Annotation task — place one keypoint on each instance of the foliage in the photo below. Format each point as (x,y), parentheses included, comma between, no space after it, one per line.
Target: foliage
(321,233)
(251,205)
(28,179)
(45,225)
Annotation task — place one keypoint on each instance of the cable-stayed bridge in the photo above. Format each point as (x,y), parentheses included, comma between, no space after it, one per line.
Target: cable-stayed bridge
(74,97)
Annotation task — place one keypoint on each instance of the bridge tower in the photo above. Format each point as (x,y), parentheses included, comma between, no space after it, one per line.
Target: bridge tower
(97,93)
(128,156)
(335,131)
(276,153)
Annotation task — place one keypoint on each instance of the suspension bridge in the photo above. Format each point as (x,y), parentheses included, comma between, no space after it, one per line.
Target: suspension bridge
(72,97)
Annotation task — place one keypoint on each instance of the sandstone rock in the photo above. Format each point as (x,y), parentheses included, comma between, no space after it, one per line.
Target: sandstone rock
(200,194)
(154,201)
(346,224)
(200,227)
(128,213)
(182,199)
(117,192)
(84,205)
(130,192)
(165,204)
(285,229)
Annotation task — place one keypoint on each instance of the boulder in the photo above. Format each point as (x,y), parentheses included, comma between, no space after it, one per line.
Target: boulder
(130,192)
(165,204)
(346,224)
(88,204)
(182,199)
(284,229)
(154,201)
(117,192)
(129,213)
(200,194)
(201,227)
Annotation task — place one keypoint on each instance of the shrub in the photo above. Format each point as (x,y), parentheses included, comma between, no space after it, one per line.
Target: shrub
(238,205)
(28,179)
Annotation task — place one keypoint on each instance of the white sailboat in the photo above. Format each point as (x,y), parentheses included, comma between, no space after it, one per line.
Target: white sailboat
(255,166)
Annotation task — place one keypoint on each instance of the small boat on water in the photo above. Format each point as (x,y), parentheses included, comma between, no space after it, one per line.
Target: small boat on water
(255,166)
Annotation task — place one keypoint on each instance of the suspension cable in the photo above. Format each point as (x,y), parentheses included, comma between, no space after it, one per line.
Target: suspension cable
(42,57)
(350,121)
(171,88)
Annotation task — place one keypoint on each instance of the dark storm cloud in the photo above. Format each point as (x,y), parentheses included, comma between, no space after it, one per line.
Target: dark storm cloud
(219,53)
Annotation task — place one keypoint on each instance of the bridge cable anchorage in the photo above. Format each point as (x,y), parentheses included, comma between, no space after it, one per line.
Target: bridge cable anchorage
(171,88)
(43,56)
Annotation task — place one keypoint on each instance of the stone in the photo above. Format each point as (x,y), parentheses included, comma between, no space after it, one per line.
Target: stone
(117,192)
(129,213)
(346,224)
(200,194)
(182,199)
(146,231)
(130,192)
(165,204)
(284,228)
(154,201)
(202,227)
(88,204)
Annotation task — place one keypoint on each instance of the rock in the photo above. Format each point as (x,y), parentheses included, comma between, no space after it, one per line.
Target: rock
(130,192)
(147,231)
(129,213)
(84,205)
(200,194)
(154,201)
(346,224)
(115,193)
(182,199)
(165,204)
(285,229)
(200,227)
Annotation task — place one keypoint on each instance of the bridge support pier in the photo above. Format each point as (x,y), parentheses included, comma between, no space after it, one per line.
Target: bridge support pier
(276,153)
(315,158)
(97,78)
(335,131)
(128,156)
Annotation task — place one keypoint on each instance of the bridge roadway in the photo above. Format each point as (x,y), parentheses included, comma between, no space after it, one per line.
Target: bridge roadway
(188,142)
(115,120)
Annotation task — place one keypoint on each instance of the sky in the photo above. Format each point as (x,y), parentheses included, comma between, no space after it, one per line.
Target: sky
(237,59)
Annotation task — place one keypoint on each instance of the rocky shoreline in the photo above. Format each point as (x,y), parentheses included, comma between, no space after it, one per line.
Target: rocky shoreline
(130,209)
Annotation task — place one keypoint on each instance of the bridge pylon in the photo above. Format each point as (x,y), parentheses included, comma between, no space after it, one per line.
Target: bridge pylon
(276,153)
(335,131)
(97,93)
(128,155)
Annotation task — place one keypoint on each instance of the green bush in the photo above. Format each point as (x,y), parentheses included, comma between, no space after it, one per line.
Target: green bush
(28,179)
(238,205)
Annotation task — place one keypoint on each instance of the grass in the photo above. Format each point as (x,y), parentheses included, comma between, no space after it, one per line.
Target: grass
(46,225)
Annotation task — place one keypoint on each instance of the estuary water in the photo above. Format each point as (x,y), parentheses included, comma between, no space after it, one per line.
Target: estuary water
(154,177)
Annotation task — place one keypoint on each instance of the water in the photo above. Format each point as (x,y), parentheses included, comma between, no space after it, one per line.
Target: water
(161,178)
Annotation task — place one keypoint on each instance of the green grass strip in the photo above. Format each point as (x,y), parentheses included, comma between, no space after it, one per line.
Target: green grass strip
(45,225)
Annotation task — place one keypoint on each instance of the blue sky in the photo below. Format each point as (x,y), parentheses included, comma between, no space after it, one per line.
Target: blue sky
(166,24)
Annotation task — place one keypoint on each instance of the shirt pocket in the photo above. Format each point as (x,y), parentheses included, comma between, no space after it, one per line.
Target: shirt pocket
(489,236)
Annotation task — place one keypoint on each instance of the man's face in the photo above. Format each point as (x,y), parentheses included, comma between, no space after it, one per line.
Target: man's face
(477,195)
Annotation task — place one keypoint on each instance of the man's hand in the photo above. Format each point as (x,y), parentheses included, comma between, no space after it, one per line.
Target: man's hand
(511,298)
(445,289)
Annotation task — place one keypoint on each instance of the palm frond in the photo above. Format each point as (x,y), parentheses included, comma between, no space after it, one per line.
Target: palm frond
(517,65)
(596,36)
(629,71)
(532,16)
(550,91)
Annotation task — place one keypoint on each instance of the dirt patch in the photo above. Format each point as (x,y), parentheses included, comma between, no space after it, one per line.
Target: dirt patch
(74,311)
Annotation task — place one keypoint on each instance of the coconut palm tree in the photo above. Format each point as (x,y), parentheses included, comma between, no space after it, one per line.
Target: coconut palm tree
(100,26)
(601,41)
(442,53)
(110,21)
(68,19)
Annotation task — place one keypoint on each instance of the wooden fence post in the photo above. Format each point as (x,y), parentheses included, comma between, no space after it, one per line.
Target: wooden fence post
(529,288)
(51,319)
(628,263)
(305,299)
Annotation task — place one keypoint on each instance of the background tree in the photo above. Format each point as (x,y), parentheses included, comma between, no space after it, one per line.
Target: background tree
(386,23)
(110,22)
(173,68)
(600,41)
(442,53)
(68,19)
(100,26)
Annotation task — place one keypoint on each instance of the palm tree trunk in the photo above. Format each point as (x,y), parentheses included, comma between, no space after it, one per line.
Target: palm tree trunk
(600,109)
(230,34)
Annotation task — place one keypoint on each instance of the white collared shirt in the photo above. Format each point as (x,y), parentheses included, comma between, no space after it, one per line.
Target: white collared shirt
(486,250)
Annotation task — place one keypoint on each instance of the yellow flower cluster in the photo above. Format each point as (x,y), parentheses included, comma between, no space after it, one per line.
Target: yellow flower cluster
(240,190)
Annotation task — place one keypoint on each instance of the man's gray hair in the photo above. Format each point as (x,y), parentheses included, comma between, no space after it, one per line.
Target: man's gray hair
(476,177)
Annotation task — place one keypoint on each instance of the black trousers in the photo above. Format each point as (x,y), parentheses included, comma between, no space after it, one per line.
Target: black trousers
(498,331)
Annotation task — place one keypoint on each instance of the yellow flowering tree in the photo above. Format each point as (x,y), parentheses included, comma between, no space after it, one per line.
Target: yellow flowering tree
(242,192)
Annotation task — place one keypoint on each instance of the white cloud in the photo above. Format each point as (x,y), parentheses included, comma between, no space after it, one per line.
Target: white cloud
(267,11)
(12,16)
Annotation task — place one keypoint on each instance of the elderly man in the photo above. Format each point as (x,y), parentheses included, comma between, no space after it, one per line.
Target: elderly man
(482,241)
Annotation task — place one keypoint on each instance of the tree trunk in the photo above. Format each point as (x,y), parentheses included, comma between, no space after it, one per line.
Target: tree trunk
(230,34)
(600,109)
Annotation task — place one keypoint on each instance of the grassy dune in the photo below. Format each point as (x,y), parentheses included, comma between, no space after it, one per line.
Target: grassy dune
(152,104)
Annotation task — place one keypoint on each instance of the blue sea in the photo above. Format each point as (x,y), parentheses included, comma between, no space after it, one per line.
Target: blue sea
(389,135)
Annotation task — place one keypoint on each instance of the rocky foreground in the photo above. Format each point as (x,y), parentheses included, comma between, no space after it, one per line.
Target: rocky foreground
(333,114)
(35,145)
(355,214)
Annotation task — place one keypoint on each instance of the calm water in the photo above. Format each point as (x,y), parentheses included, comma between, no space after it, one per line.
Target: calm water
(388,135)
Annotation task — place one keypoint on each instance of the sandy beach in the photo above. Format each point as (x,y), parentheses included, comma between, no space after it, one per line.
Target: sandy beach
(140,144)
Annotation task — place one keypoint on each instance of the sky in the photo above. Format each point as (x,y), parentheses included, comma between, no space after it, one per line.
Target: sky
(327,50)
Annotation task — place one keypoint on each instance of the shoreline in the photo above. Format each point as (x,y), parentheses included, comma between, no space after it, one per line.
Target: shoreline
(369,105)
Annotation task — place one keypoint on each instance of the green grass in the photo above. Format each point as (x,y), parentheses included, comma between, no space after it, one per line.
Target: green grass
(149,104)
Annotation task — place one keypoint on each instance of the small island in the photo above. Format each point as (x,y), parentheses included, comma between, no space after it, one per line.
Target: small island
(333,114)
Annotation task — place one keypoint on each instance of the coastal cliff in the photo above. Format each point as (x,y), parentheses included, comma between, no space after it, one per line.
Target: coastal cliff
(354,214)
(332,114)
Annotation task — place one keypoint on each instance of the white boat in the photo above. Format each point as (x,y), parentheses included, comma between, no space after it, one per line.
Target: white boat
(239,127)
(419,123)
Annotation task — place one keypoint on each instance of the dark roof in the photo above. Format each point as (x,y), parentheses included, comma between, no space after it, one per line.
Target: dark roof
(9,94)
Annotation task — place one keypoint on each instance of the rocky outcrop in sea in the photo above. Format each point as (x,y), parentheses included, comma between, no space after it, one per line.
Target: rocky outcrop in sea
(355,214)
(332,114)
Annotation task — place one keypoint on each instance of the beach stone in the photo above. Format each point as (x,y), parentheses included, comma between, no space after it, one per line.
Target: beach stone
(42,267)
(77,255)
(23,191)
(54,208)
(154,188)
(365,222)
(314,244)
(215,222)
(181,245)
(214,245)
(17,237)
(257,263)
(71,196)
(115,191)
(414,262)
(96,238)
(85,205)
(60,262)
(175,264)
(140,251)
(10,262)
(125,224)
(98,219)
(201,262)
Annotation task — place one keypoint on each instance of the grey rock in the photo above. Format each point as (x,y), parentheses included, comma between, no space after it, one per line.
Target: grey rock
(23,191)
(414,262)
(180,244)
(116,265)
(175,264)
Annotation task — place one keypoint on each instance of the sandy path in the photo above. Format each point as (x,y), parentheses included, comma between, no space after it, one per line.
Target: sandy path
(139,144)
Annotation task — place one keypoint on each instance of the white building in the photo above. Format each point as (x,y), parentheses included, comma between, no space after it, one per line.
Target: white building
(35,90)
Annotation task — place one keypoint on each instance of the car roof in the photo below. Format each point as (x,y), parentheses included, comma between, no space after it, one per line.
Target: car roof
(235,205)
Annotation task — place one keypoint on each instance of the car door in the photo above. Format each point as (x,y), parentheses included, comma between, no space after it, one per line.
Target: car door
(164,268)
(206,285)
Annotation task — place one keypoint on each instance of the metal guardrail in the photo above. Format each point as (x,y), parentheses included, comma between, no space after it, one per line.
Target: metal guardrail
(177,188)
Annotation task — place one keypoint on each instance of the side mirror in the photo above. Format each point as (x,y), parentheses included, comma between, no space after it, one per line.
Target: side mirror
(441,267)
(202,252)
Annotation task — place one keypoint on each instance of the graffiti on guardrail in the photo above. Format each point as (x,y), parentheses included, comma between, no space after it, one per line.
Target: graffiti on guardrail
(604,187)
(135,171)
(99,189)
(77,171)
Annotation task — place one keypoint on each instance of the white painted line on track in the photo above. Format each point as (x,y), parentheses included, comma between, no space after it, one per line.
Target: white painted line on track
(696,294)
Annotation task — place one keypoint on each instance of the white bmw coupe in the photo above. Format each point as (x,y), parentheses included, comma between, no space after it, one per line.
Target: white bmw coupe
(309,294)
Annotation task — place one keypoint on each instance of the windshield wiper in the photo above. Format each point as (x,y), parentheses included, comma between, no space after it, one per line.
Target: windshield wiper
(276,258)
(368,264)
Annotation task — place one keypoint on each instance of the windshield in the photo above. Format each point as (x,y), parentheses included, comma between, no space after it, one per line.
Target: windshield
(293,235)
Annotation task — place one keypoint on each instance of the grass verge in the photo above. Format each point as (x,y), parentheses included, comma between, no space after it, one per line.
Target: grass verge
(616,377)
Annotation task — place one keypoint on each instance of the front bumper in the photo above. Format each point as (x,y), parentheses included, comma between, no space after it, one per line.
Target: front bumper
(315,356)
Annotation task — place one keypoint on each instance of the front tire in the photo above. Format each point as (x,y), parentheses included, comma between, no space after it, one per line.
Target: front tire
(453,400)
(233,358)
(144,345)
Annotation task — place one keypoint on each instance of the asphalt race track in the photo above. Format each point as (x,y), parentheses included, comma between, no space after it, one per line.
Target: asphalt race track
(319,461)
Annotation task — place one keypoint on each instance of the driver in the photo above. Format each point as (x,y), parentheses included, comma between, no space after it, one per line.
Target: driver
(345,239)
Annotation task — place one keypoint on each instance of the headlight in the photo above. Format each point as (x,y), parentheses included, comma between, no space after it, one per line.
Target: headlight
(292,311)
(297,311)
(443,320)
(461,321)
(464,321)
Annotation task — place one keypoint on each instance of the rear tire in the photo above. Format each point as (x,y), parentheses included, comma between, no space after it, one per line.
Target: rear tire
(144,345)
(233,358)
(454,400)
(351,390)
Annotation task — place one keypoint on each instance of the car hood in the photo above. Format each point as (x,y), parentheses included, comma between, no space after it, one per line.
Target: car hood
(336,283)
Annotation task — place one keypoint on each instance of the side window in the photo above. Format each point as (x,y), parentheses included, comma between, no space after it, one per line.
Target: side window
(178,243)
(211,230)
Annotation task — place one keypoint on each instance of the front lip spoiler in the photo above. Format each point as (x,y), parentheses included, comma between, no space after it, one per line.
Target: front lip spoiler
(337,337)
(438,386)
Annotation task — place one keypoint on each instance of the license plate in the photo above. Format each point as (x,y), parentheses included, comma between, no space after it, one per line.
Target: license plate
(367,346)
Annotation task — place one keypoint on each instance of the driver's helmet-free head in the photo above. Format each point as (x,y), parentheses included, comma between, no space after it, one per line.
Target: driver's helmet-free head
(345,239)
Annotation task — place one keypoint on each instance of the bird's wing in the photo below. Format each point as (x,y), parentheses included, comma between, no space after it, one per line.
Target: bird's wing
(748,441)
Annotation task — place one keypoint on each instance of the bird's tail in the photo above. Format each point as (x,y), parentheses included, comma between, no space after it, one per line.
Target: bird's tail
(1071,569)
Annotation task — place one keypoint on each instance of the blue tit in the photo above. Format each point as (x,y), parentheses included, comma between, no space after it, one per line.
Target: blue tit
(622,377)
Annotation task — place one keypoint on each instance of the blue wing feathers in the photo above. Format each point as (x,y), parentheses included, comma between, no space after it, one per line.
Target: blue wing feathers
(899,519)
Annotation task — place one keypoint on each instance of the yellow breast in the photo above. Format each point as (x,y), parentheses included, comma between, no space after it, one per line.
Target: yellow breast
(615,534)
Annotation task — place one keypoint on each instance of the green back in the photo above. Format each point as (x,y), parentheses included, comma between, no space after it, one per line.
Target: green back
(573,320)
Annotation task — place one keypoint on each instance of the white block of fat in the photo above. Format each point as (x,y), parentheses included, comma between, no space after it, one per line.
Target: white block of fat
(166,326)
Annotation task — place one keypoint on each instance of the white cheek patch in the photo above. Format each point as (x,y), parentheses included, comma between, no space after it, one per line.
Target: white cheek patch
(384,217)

> [Problem to work on]
Filter the lines above, keeping and copying those that contain "below".

> [Result]
Annotation task — place one keypoint on each instance of the foliage in the photo below. Format each point as (x,y), parentheses included, comma between, no space after it, one per line.
Annotation task — place one keypoint on each instance of the blue sky in the photo below. Format each point as (x,y), parentheses included, comma between, no space after it, one per line.
Annotation task — place one keypoint on each instance of the grassy dune in the photo below. Format each point as (x,y), parentheses included, comma between, no space after it, one per line.
Annotation task — place one keypoint on each instance of the car roof in the photo below. Format each point as (x,y), parentheses included, comma between, no space after it, one per line.
Annotation task — place one keypoint on each instance of the bird's wing in the photo below. Format each point as (x,y), parentheses included, comma between, no space after it, one per line.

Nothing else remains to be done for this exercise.